# Exercise
Quote word for word the stretch of the Tax AI text from "OpenAI and Thrive" through "They were correct.".

# Provided text

########################################

OpenAI and Thrive Holdings have built a tax preparation agent that improves its own performance between deployments, which is either a product milestone or a reasonable preview of how things go from here. The system, called Tax AI, serves accountants across Crete's network of 30-plus firms and has processed 7,000 returns this season.
It started at 25% accuracy. It did not stay there.
Within six weeks, 86% of returns hit the 75% accuracy threshold — up from 25% at launch. The system was not asked to do this. It simply did.
What happened
The problem Tax AI was built to solve is a familiar one: complex tax returns — 1040s and 1041s — require data entry that can consume eight hours per filing, involving prior-year documents, messy source files, and manual extraction that accountants have been doing by hand for decades. The humans found this inefficient. They were correct.
Thrive Holdings and OpenAI forward-deployed engineers spent six months building a Codex-driven feedback loop in which production failures become structured training signals automatically. No engineer needed to notice the mistake, file a ticket, or translate the failure into a prompt update. The system handles that part now.

########################################

# Data records
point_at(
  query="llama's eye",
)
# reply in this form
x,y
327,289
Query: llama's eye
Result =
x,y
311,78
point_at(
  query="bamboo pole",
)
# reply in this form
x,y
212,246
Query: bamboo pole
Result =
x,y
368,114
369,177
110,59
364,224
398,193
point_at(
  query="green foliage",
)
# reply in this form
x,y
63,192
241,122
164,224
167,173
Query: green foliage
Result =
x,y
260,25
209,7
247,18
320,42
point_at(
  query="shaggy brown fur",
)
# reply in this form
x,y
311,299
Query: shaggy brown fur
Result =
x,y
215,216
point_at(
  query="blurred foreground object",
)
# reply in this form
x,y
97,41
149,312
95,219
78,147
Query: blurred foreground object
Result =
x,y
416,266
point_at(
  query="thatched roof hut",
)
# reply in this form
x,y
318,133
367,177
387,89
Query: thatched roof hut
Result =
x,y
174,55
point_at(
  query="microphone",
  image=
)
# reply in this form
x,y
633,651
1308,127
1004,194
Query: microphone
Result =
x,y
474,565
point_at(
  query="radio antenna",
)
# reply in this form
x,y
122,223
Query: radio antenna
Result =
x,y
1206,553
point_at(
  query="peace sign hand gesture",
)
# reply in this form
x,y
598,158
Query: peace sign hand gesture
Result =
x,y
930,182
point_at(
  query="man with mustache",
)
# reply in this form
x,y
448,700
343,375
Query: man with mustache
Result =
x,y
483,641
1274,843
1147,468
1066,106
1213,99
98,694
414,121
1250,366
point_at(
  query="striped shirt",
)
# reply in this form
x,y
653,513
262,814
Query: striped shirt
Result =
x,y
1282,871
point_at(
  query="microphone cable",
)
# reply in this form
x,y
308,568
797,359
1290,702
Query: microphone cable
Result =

########################################

# Exercise answer
OpenAI and Thrive Holdings have built a tax preparation agent that improves its own performance between deployments, which is either a product milestone or a reasonable preview of how things go from here. The system, called Tax AI, serves accountants across Crete's network of 30-plus firms and has processed 7,000 returns this season.
It started at 25% accuracy. It did not stay there.
Within six weeks, 86% of returns hit the 75% accuracy threshold — up from 25% at launch. The system was not asked to do this. It simply did.
What happened
The problem Tax AI was built to solve is a familiar one: complex tax returns — 1040s and 1041s — require data entry that can consume eight hours per filing, involving prior-year documents, messy source files, and manual extraction that accountants have been doing by hand for decades. The humans found this inefficient. They were correct.